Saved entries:
"""

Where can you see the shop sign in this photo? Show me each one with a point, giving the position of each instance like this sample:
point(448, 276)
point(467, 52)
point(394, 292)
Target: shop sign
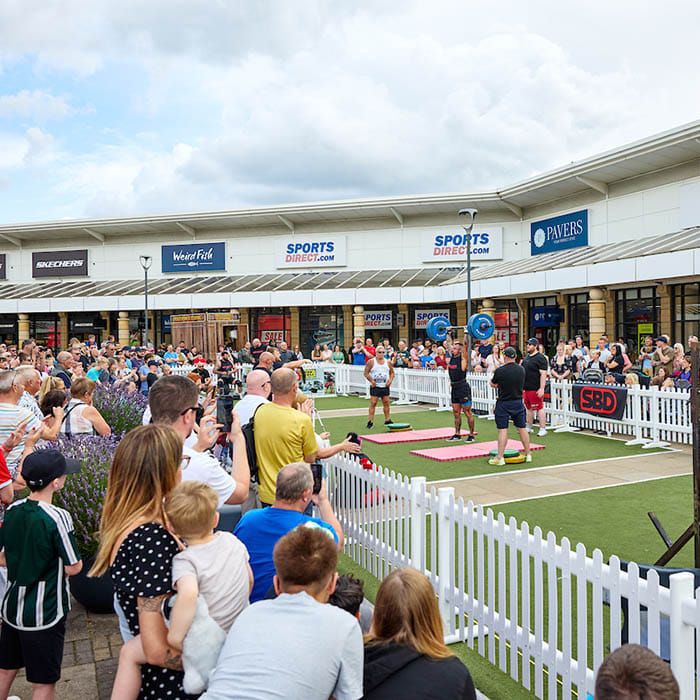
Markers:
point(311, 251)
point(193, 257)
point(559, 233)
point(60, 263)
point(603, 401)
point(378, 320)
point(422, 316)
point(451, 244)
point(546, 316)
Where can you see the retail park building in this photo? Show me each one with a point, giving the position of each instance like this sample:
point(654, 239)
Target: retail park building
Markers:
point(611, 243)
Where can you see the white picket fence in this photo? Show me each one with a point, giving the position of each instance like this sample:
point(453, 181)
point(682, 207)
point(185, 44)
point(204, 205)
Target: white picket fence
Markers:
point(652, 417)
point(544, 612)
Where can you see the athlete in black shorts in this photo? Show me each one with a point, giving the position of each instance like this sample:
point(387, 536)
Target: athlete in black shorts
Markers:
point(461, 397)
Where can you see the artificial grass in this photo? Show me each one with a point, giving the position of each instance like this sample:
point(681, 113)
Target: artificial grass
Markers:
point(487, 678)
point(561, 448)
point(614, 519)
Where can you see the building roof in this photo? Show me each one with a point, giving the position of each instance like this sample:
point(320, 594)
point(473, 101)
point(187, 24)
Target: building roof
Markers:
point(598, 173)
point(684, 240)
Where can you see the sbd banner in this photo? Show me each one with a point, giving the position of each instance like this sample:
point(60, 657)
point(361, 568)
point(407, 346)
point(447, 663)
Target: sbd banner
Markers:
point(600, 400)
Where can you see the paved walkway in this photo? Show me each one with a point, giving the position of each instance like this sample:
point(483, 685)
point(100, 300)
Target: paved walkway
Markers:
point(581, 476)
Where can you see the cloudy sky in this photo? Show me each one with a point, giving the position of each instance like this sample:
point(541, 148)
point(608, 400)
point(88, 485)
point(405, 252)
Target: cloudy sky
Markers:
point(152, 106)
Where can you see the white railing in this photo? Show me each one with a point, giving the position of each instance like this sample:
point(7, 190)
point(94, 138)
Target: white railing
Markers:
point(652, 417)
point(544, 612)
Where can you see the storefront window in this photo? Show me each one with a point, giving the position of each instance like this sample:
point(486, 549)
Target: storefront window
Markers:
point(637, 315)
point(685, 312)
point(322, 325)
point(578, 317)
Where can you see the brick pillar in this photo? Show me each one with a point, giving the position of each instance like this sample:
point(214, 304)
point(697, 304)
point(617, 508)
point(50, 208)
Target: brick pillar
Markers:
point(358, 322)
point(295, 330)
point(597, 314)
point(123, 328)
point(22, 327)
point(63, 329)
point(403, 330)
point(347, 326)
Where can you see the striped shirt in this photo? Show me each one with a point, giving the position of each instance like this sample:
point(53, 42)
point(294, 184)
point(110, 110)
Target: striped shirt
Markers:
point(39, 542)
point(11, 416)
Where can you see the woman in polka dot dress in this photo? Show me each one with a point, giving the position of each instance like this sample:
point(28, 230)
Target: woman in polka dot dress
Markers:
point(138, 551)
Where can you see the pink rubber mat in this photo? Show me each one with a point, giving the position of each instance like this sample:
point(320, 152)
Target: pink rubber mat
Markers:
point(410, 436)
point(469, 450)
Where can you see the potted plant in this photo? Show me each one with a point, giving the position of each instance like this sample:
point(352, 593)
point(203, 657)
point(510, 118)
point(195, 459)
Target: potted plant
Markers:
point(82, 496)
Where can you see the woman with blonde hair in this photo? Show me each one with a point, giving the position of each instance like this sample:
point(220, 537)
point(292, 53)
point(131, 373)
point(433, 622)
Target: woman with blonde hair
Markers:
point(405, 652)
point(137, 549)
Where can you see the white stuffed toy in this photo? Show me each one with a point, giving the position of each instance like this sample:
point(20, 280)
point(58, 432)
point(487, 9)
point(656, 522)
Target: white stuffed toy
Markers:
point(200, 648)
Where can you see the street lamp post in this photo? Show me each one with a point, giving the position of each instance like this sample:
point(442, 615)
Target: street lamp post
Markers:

"""

• WORK ITEM:
Output every entry exactly as given; pictures are not part of the copy.

• ANSWER SECTION:
Where can you see the shop sign in this photo? Show me each one with a point, giving the position of each instance like this sample:
point(448, 276)
point(467, 52)
point(394, 292)
Target: shop sign
Markers:
point(311, 251)
point(193, 257)
point(559, 233)
point(60, 263)
point(603, 401)
point(378, 320)
point(422, 316)
point(451, 244)
point(546, 316)
Where can you see the retail park building in this photo? Show me each one with a point, giving the position of each instance like this sample:
point(654, 239)
Target: retail park building
Markers:
point(611, 243)
Where can you see the white picket fence in this photo? Show me each one with a point, giving the position of each instance like this sample:
point(453, 181)
point(682, 207)
point(185, 44)
point(204, 205)
Target: white picket fence
Markers:
point(652, 417)
point(544, 612)
Where can you see the athlete in black shorts in this photo? Show me each one with a point, giving the position of each instance like this sample:
point(387, 536)
Target: athlete in black shorts
Markers:
point(461, 397)
Where can you see the artificial grass in this photo? Show me each one with a point, giving the position of each instance like this sample:
point(681, 113)
Target: artificial grass
Markers:
point(487, 678)
point(561, 448)
point(614, 519)
Where can you see the building roof in this photo? Show me each one with a point, giving the position of each instance like this sample:
point(320, 594)
point(473, 101)
point(187, 24)
Target: building roof
Markers:
point(598, 173)
point(684, 240)
Where can you see the sbd banner in this photo? Show me each one with a point, giving the position of each instance like this sample:
point(60, 657)
point(361, 568)
point(407, 346)
point(447, 663)
Target: sbd banner
Markers:
point(600, 400)
Where can you see the paved walkway in this photo? Show me each one with a point, giving the position of each instance like this sample:
point(483, 685)
point(100, 300)
Target: paved walkway
Markers:
point(581, 476)
Where can you see the cloudy sky in this photo? Show me each one with a point, giving the position of each instance like this sample:
point(541, 148)
point(608, 400)
point(88, 485)
point(405, 252)
Target: cloudy sky
Markers:
point(152, 106)
Where can you see the white railing in this photo? Show me each one with a point, giving the position of each instance like this sample:
point(7, 190)
point(94, 138)
Target: white railing
Markers:
point(652, 417)
point(544, 612)
Where can you see the storefront window in this photo? Show me each one with a point, giving the position of each instance like this sample:
point(486, 549)
Target: storefront window
Markers:
point(637, 315)
point(685, 312)
point(322, 325)
point(578, 317)
Where can you see the brick pillar in this photo? Show me each one with a point, giving the position of each instance like this sample:
point(214, 304)
point(697, 304)
point(617, 508)
point(50, 208)
Target: brick pillar
Markers:
point(358, 322)
point(295, 330)
point(597, 314)
point(123, 328)
point(22, 327)
point(63, 329)
point(403, 330)
point(347, 326)
Where can you see the striped shirt in this photo? Show me each one with a point, giving the position of each instance like this sample:
point(53, 42)
point(294, 184)
point(110, 110)
Target: striped shirt
Markers:
point(39, 542)
point(11, 416)
Where can you see the woman in polka dot dress in this photo? Show me each one with a point, giving the position of each instance like this sample:
point(28, 230)
Target: woman in polka dot dress
Markers:
point(138, 551)
Where can you see the pink rubber mat in this photo? Show me each one with a point, giving the position of each instance like this sample:
point(320, 152)
Target: pink rubber mat
Markers:
point(410, 436)
point(469, 450)
Where can you see the potted plant in this photo? Show me each one with a point, giving the position of each instance like this sample:
point(352, 593)
point(203, 657)
point(510, 118)
point(195, 459)
Target: potted plant
Markers:
point(82, 496)
Where can you see the woman with blonde hair in this photo? Show me each one with a point, giving the position of each instance like this sample:
point(220, 537)
point(292, 53)
point(131, 373)
point(433, 622)
Target: woman with blonde hair
Markers:
point(405, 652)
point(137, 549)
Where can you see the white stuffed toy in this photo? Show me each one with a point, giving the position of each instance like this sample:
point(20, 280)
point(58, 432)
point(487, 9)
point(656, 522)
Target: white stuffed toy
Markers:
point(200, 648)
Where can you see the street lamp post in this photo? Show me each one with a point, giving the position of each instance like this sample:
point(442, 615)
Target: street lamp post
Markers:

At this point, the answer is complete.